§ **Available records**

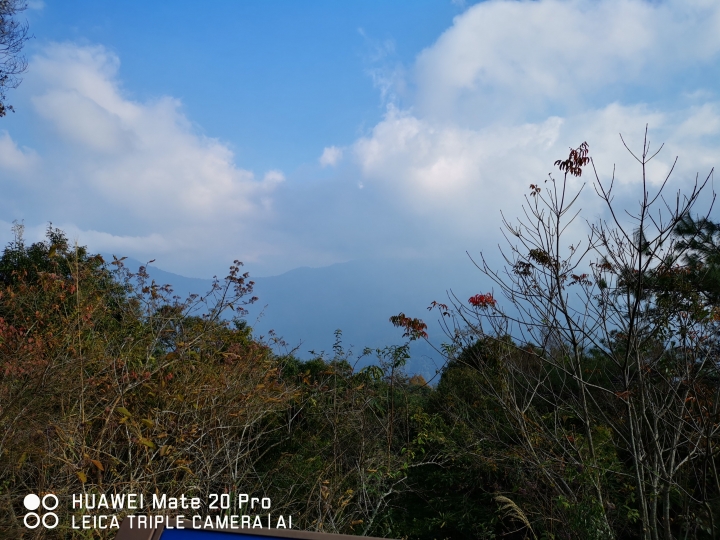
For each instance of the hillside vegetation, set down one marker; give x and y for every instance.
(579, 399)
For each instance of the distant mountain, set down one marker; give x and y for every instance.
(305, 306)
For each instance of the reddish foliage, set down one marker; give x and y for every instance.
(414, 328)
(482, 300)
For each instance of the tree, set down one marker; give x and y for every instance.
(13, 36)
(604, 368)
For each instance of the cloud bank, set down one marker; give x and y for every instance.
(487, 108)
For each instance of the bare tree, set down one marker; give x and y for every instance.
(604, 361)
(13, 35)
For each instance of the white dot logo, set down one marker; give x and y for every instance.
(32, 519)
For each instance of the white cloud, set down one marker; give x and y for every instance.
(14, 159)
(331, 156)
(477, 135)
(117, 165)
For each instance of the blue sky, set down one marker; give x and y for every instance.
(291, 134)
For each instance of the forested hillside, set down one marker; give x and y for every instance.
(580, 397)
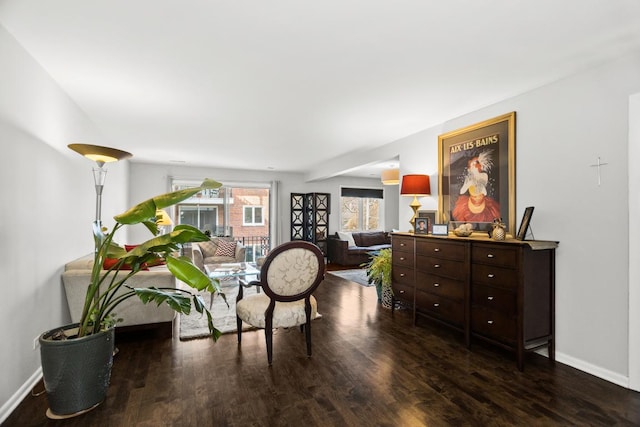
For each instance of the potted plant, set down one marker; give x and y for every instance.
(379, 272)
(76, 359)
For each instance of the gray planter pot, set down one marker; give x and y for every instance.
(76, 372)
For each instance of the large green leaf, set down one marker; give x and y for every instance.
(146, 210)
(176, 300)
(184, 270)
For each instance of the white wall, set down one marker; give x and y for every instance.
(634, 244)
(148, 180)
(562, 129)
(48, 201)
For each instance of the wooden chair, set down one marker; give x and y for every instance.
(290, 274)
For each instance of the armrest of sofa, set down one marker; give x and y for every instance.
(337, 250)
(132, 311)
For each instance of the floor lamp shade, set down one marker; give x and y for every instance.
(100, 155)
(415, 185)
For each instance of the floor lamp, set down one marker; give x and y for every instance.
(416, 186)
(100, 155)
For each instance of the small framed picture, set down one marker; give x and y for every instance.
(422, 226)
(524, 225)
(431, 215)
(440, 230)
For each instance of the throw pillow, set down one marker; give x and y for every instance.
(208, 248)
(226, 248)
(343, 235)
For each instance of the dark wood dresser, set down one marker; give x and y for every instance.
(498, 291)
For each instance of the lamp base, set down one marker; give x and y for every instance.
(415, 205)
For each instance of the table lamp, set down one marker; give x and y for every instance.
(415, 185)
(163, 220)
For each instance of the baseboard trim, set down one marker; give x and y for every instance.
(594, 370)
(13, 402)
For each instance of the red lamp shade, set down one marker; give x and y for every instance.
(415, 185)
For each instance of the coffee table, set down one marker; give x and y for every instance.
(244, 272)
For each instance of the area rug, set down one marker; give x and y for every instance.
(358, 275)
(224, 318)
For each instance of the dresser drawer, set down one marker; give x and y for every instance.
(403, 292)
(441, 249)
(496, 299)
(404, 259)
(443, 286)
(494, 255)
(440, 307)
(401, 274)
(493, 324)
(441, 267)
(492, 275)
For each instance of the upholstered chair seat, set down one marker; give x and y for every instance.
(285, 315)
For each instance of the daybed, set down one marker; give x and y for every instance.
(135, 314)
(353, 248)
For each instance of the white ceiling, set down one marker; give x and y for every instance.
(289, 84)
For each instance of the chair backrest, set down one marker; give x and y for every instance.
(292, 271)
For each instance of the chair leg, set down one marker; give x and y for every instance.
(307, 333)
(268, 334)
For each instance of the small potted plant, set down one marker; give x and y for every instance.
(379, 273)
(76, 359)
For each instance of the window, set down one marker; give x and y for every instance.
(239, 210)
(252, 215)
(361, 209)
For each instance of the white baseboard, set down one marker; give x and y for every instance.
(11, 404)
(594, 370)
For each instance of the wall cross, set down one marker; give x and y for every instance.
(598, 165)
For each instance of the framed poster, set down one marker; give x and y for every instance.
(430, 216)
(440, 230)
(476, 181)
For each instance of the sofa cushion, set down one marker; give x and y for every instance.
(110, 262)
(348, 236)
(370, 238)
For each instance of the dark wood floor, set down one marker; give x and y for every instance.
(369, 368)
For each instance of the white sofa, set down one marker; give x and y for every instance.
(134, 313)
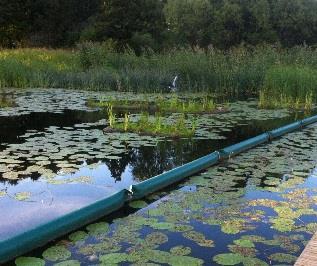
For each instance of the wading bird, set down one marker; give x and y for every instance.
(172, 87)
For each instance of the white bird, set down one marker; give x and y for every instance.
(172, 86)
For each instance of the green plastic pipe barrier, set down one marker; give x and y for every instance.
(41, 235)
(243, 146)
(286, 129)
(173, 176)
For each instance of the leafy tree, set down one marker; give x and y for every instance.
(189, 21)
(295, 21)
(14, 15)
(135, 23)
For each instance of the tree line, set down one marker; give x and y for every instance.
(157, 24)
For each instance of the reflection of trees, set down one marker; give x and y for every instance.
(117, 167)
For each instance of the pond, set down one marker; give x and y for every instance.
(54, 158)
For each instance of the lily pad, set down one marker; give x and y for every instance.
(78, 236)
(283, 258)
(68, 263)
(98, 228)
(56, 253)
(138, 204)
(228, 259)
(22, 196)
(180, 250)
(29, 261)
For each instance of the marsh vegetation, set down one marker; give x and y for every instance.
(163, 104)
(6, 100)
(266, 72)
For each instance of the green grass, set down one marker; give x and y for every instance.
(146, 125)
(6, 100)
(292, 87)
(237, 72)
(161, 104)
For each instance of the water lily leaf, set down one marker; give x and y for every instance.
(283, 257)
(244, 243)
(56, 253)
(228, 259)
(253, 261)
(113, 258)
(199, 239)
(283, 224)
(22, 196)
(68, 263)
(180, 250)
(98, 228)
(29, 261)
(138, 204)
(78, 236)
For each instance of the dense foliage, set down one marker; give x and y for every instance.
(158, 24)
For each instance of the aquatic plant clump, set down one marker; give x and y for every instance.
(7, 100)
(164, 105)
(148, 126)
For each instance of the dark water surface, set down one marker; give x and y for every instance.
(54, 157)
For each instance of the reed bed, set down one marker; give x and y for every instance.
(238, 72)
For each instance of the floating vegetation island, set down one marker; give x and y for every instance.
(146, 125)
(173, 104)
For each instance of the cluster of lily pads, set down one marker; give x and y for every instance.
(259, 208)
(63, 150)
(6, 100)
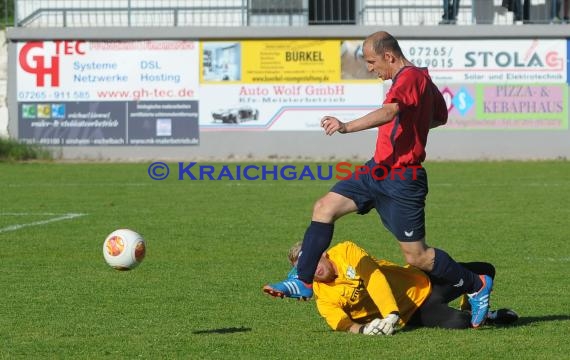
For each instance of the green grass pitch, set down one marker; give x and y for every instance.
(211, 245)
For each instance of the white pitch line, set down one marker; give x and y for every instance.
(37, 223)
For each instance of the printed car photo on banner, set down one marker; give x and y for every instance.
(283, 106)
(108, 93)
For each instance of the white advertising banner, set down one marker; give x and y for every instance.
(492, 61)
(107, 71)
(284, 106)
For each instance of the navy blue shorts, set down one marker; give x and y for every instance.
(397, 194)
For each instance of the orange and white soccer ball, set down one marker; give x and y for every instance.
(124, 249)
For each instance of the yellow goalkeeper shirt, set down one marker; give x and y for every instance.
(366, 288)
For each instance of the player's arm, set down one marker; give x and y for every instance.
(440, 112)
(371, 120)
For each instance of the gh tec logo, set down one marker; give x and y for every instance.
(35, 63)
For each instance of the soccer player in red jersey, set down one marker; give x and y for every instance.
(412, 106)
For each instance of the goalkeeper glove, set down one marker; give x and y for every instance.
(387, 326)
(371, 328)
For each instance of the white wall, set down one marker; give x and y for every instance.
(3, 85)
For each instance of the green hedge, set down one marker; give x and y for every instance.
(13, 150)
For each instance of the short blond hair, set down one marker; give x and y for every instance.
(294, 252)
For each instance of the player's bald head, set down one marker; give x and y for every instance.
(382, 42)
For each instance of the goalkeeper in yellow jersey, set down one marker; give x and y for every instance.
(360, 294)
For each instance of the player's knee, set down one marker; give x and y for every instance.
(323, 211)
(419, 260)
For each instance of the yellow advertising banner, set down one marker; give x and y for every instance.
(291, 61)
(278, 61)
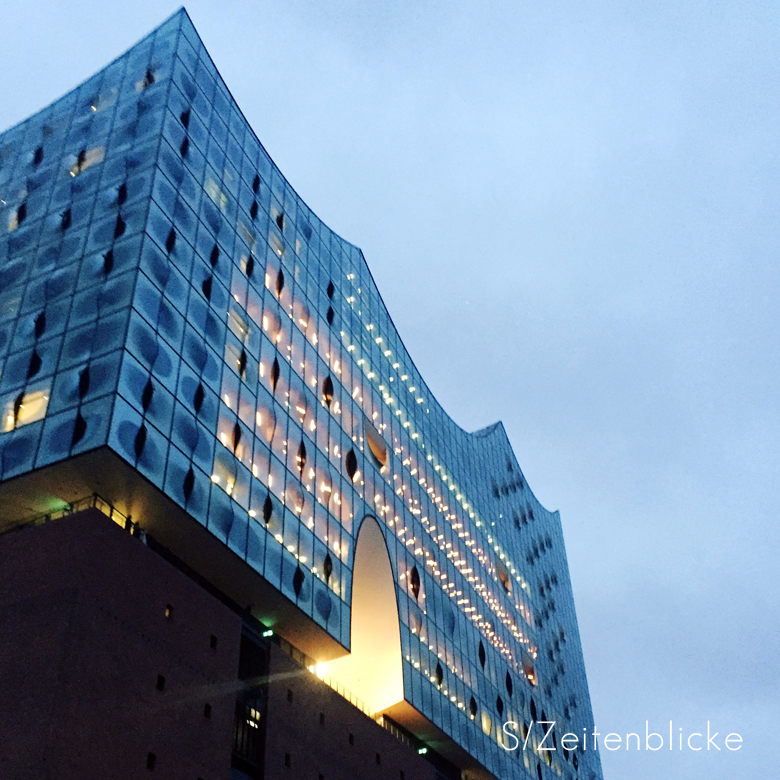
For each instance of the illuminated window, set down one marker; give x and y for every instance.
(25, 408)
(86, 158)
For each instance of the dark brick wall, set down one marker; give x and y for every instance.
(84, 643)
(324, 748)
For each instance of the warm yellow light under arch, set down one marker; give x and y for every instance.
(373, 670)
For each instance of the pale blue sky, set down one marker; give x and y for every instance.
(571, 211)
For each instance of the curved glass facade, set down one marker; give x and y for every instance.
(164, 292)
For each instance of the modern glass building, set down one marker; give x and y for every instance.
(181, 336)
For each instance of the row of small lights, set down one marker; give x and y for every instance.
(492, 602)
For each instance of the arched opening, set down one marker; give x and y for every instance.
(372, 671)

§ **Task goal**
Print each line from the one containing "For each instance of the short" through the last line of the listing, both included, exactly and with no pictures.

§ **Task response**
For each instance of the short blond hair, set down one marker; give x and y for every instance.
(294, 252)
For each instance of the player's bald head, set down one marker; give x and y for every instance.
(382, 42)
For each instance of the goalkeeper in yellow jersey, set down one marker; give x and y for every instance.
(360, 294)
For each instance of the player's knee, set down one marker; give x and y for every instance.
(323, 211)
(419, 260)
For each instance of the yellow advertising banner, set down one marker; give x and y for every instance.
(291, 61)
(278, 61)
For each instance of the illuminated window, set down one marker; give x and y for every instance.
(25, 408)
(86, 158)
For each instance of the dark brick wall, set down one marker; give x and y for every instance.
(84, 643)
(324, 748)
For each instance of the warm yellow light under arch, set down one marker; give x and y for every instance.
(373, 670)
For each instance of the pale blue sky, set down one marker; give x and y for every instance.
(571, 211)
For each instance of the curved glass facade, set down one marker; give x and y for every instance.
(164, 292)
For each instance of the modern glass building, set down one marker; give x and y for every instance.
(181, 336)
For each instance of the row of small lights, set down one marker; give x and y for every instance.
(492, 602)
For each instance of the arched opening, set down one marker; give x and y for every instance.
(372, 671)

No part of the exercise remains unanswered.